What is needed is each line of the data below that holds the string "burning".

▶ [RECORDS SUPPLIED]:
##########

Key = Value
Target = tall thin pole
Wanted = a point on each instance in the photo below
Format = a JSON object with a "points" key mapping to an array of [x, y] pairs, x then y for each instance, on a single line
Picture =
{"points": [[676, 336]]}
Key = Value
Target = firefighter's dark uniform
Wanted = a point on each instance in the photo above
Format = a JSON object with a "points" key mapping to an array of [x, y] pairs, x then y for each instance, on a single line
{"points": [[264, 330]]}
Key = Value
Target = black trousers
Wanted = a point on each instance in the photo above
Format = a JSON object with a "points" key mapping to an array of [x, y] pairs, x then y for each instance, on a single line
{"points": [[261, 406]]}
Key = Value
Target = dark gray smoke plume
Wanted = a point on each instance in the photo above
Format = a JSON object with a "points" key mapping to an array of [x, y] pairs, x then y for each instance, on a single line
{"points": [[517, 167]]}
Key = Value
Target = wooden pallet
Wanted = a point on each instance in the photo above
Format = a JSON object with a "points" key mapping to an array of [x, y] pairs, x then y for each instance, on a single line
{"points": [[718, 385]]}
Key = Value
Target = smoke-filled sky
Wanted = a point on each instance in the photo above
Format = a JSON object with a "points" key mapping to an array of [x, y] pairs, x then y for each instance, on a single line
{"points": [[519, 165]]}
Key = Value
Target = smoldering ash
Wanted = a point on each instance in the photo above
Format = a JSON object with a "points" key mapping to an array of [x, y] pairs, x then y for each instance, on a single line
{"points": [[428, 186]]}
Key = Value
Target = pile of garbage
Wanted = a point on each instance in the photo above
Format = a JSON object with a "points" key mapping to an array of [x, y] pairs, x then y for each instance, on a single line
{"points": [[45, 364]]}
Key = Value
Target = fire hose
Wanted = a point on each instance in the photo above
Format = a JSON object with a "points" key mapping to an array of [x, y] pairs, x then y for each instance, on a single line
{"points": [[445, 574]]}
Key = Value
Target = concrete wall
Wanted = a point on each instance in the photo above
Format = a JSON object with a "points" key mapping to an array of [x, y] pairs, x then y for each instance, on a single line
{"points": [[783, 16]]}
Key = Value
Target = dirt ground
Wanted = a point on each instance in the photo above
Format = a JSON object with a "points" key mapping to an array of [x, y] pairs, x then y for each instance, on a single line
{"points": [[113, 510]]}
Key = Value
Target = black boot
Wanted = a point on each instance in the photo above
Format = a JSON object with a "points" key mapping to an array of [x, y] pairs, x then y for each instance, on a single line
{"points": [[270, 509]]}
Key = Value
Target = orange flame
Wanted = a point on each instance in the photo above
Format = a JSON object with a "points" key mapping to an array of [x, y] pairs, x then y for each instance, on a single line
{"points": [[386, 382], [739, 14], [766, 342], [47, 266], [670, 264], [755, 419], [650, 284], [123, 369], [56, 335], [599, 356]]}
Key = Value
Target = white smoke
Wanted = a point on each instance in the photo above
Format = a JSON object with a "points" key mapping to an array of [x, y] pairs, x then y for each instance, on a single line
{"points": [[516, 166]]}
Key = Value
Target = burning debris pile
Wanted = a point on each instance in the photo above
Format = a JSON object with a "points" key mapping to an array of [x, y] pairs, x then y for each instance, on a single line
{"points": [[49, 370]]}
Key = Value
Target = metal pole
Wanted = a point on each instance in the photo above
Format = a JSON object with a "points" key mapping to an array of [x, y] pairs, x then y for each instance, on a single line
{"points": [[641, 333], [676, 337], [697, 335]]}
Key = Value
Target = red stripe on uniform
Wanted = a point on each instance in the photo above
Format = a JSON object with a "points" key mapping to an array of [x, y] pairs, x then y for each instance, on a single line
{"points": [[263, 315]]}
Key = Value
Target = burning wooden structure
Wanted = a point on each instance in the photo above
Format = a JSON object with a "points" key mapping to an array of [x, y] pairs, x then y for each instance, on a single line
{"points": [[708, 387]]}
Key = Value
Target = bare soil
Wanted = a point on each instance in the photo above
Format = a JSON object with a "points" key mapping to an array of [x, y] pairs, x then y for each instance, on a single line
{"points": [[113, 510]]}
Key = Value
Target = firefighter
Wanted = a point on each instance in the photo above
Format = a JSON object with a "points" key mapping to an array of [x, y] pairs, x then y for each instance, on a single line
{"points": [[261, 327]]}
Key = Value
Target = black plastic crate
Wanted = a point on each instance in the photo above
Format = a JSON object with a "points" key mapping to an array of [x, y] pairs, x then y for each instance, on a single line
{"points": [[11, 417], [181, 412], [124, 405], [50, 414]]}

##########

▶ [SOLUTION FOR THIS TASK]:
Target = burning debris pile
Target = burning wooden structure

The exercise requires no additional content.